**Exercise passage**
##########
The nearly three-year-old Cybersecurity Research Center at the University of Texas at Dallas has topped $1 million in funding for projects intended to enhance the security of shared data in the post-9/11 world.

 

“Secure data sharing has been a problem for decades, but it’s only after 9/11 that so much emphasis has been placed on it,” said Bhavani Thuraisingham, the center’s director. “We now hear organizations such as the CIA and FBI saying they wish they had better ways to share information, so we are developing improved approaches for managing, sharing and analyzing data, including geospatial data such as maps and images.”

 

One of her team’s major objectives is to encourage more information sharing among government agencies by providing the means to assure agency staff that their shared information is secure from unauthorized access.

 

Another key goal is to develop separate means for government agencies to work with three classes of partners: those who are trustworthy, those who are semi-trustworthy and those who are untrustworthy.

 

“Each type of partner has to be dealt with separately,” Thuraisingham said. “With untrustworthy partners, for example, we may have to play games with them to extract as much information as possible without giving out too much information about ourselves.”
##########
**Work request 1**
Rewrite the Cybersecurity Research Center article from "Another key goal" to "who are untrustworthy.", replacing "three classes" with "three kinds".
**Work request 2**
Continue the Cybersecurity Research Center article from the point where it stops.

**Recorded information**
##########
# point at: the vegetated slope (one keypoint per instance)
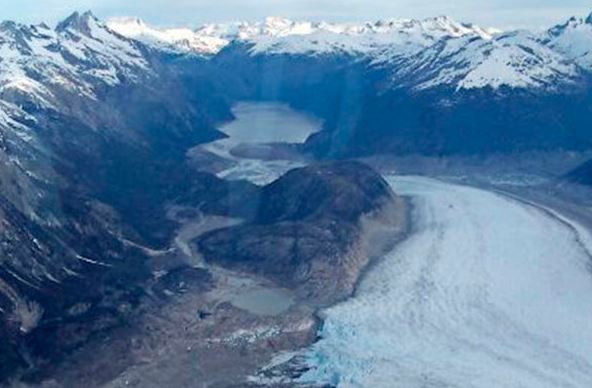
##########
**Answer section 1**
Another key goal is to develop separate means for government agencies to work with three kinds of partners: those who are trustworthy, those who are semi-trustworthy and those who are untrustworthy.

**Answer section 2**
One of the center’s key tools is data mining, which involves sifting through mountains of data in search of revealing correlations or patterns. Thuraisingham’s team has demonstrated that data mining is effective not only for identifying worms and viruses but also for uncovering cybercrime and security breaches.

 

The results of that work can then help the team develop cryptographic protocols for ensuring privacy when organizations share data. In addition, geospatial data mining has shown promise as a means to correlate occurrences of criminal and terrorist behavior and predict the timing, location and likelihood of similar behavior in the future.

 

And as with much government-funded research, she expects to find additional applications for her team’s research results in the private sector, where privacy and security concerns exist regarding the sharing of health care information, banking data and much more.

 

“In the area of data security, UT Dallas is now one of the best in the world, right alongside prestigious institutions such as Purdue University, which is our major collaborator,” Thuraisingham concluded. “Since we are a relatively small school, we can’t focus on all aspects of cyber security, and so our focus now is mainly on data security. But as we continue to expand our programs and attract additional high quality faculty, we’ll expand to other areas such as network security and operating systems security.”

 

The UT Dallas center includes three other computer science faculty – Latifur Khan, Murat Kantarcioglu and Kevin Hamlen – plus nearly 20 graduate students. Funding sources include the U.S. Air Force Office of Scientific Research, the U.S. Department of Defense, the National Science Foundation, the National Geospatial-Intelligence Agency and Raytheon Corp. The center is part of the UT Dallas Cyber Security and Emergency Preparedness Institute.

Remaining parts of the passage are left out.